(Entries taken from a collection)
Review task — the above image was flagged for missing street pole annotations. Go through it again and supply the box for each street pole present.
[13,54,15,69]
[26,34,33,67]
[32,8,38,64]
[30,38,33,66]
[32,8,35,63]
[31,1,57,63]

**Task requirements**
Write the records above out again precisely.

**Answer area**
Review task — the above image was flagged for missing street pole annotations. Go through it again and supply the box for each street pole present.
[13,54,15,69]
[26,34,33,67]
[32,8,38,64]
[30,38,33,66]
[32,8,35,63]
[31,1,57,63]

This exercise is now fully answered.